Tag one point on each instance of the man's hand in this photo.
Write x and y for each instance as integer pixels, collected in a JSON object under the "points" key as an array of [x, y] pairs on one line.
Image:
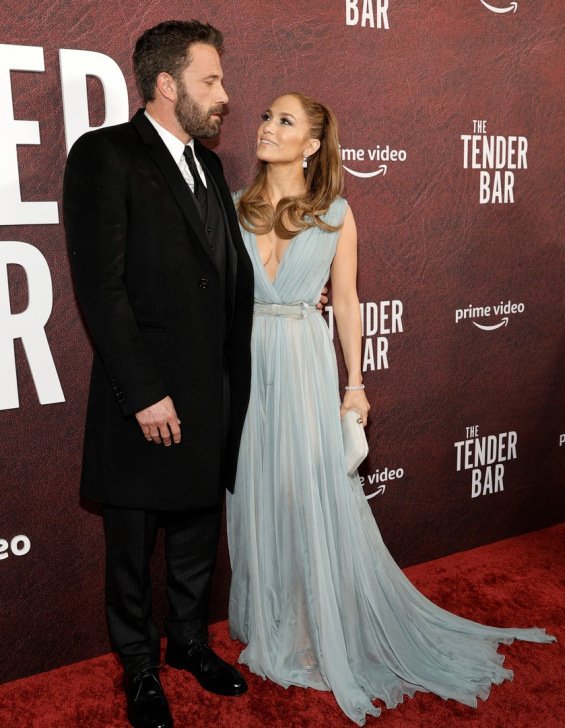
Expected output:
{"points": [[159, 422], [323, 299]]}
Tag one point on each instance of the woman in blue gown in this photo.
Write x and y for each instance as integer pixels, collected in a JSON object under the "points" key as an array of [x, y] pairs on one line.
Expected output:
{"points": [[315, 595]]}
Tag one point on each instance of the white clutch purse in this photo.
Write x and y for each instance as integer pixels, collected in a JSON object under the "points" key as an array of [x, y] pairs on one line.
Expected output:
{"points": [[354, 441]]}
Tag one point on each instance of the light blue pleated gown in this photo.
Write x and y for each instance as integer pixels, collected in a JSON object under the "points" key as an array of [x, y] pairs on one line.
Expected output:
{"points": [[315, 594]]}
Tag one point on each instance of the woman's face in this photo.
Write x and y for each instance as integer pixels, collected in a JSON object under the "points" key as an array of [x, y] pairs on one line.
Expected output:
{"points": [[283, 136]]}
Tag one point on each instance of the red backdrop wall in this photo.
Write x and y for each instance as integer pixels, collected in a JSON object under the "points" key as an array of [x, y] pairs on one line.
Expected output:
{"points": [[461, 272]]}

* _Work request_
Copy nothing but the lines from the first one in the listing through the line with "Tag one point on each instance of the woman's", and omit the pictures.

* _Exercise answer_
Tag one point on each instance of the man's hand in this photo.
Write x and y for each instance as integer pixels, collected in a JSON object under the "points" key as an array of [x, y] pairs on one line.
Image:
Expected output:
{"points": [[159, 422], [323, 299]]}
Tag one point on each instance of the woman in blue gown in this photo.
Write x and y for each instance as integer pixels, collected in a JSON object under the "points" key as an array of [x, y] pairs on one line.
Expected output:
{"points": [[315, 595]]}
Tag one point on each instance of the white clutch purse in this photo.
Write x and y for each instance as integer pixels, collected in a JSON object under the "points" key as an array of [x, y] pairs on one line.
Expected output:
{"points": [[354, 441]]}
Tag one point on each instance of the light blue pleated gown in this photo.
Write x and y for each instance as integer pixels, collected in a JSON object under the "points" key as an array of [x, y] pairs on one line.
Expected output:
{"points": [[315, 594]]}
Tag one point on each instance of the woman's face in this photo.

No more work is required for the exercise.